— START OF PAGE —

XML (ANSI/ISO SQL data type: XML)
Stores XML data in a column or a variable of variable size in storage space up to but not exceeding 2 gigabytes in size.

Constraints

Constraints allow you to automatically enforce the rules of data integrity and to filter the data that is placed in a database. In a sense, constraints are rules that define which data values are valid during INSERT, UPDATE, and DELETE operations. When a data-modification transaction breaks the rules of a constraint, the transaction is rejected.

In the ANSI standard, there are four constraint types: CHECK, PRIMARY KEY, UNIQUE, and FOREIGN KEY. (The RDBMS platforms may allow more; refer to Chapter 3 for details.)

Scope

Constraints may be applied at the column level or the table level:

Column-level constraints
Are declared as part of a column definition and apply only to that column.
Table-level constraints
Are declared independently from any column definitions (traditionally, at the end of a CREATE TABLE statement) and may apply to one or more columns in the table. A table constraint is required when you wish to define a constraint that applies to more than one column.

Syntax

Constraints are defined when you create or alter a table. The general syntax for constraints is shown here:

        CONSTRAINT [constraint_name] constraint_type [(column [, ...])]
        [predicate] [constraint_deferment] [deferment_timing]
        

The syntax elements are as follows:

CONSTRAINT [constraint_name]
Begins a constraint definition and, optionally, provides a name for the constraint. When you omit constraint_name, the system will create a name for you automatically. On some platforms, you may omit the CONSTRAINT keyword as well.
Note

System-generated names are often incomprehensible. It is good practice to specify human-readable, sensible names for constraints.

constraint_type
Declares the constraint as one of the allowable types: CHECK, PRIMARY KEY, UNIQUE, or FOREIGN KEY. More information about each type of constraint appears later in this section.
column [, . . . ]
Associates one or more columns with the constraint. Specify the columns in a comma-delimited list, enclosed in parentheses. The column list should be omitted for column-level constraints. Columns are not used in every constraint. For example, CHECK constraints do not generally use column references.
predicate
Defines a predicate for CHECK constraints.
constraint_deferment
Declares a constraint as DEFERRABLE or NOT DEFERRABLE. When a constraint is deferrable, you can specify that it be checked for a rules violation at the end of a transaction. When a constraint is not deferrable, it is checked for a rules violation at the conclusion of every SQL statement.
deferment_timing
Declares a deferrable constraint as INITIALLY DEFERRED or INITIALLY IMMEDIATE. When set to INITIALLY DEFERRED, the constraint check time will be deferred until the end of a transaction, even if the transaction is composed of many SQL statements. In this case, the constraint must also be DEFERRABLE. When set to INITIALLY IMMEDIATE, the constraint is checked at the end of every SQL statement. In this case, the constraint may be either DEFERRABLE or NOT DEFERRABLE. The default is INITIALLY IMMEDIATE.

— END OF PAGE —

**SET PROBLEM 1**
Count the lines of the entries that contain the string "sand", treating uppercase and lowercase as distinct, and give only the number.
**SET PROBLEM 2**
Extend the passage on SQL constraints, picking up after its final sentence.
The entries that follow have no connection to the passage on SQL constraints.

— START OF DATA PROVIDED —

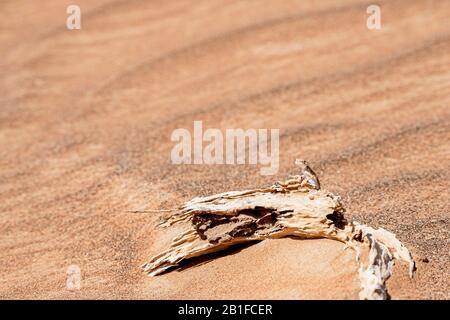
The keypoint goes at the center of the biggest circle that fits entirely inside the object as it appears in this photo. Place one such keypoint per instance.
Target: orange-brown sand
(86, 117)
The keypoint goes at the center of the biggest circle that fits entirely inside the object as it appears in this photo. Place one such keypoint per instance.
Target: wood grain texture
(86, 118)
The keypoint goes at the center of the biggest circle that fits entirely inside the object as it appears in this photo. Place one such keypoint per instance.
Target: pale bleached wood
(296, 208)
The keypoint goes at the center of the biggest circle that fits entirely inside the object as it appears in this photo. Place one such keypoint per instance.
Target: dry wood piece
(296, 207)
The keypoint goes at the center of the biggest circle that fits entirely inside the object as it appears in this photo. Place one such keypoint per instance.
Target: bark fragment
(296, 207)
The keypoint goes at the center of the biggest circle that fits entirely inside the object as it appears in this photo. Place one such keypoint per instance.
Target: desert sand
(86, 118)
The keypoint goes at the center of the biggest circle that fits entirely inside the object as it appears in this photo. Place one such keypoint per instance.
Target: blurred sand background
(86, 117)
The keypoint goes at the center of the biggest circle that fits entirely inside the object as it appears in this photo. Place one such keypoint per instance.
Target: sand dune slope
(86, 117)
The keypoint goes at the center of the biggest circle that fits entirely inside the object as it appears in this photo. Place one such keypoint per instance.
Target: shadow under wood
(201, 260)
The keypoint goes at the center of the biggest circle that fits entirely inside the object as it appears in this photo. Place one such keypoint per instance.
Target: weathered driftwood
(296, 207)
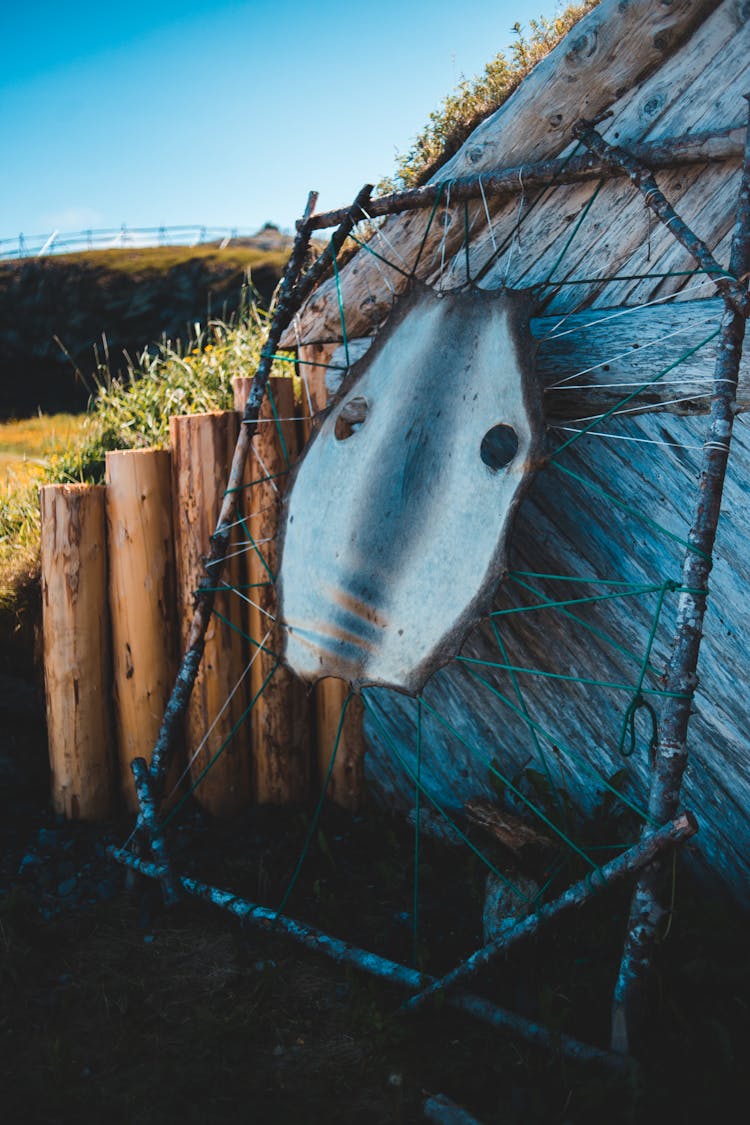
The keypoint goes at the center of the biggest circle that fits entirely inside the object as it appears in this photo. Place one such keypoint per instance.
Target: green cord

— END OF DATA PROVIDED —

**RESULT 1**
4

**RESULT 2**
Note that this syntax may vary among the different vendor platforms. Check the individual platform sections in Chapter 3 for more details.

PRIMARY KEY Constraints

A PRIMARY KEY constraint declares one or more columns whose value(s) uniquely identify each record in the table. It is considered a special case of the UNIQUE constraint. Here are some rules about primary keys:

  • Only one primary key may exist on a table at a time.
  • Columns in the primary key cannot have data types of BLOB, CLOB, NCLOB, or ARRAY.
  • Primary keys may be defined at the column level for a single column key or at the table level if multiple columns make up the primary key.
  • Values in the primary key column(s) must be unique and not NULL.
  • In a multicolumn primary key, called a concatenated key, the combination of values in all of the key columns must be unique and not NULL.
  • Foreign keys can be declared that reference the primary key of a table to establish direct relationships between tables (or possibly, though rarely, within a single table).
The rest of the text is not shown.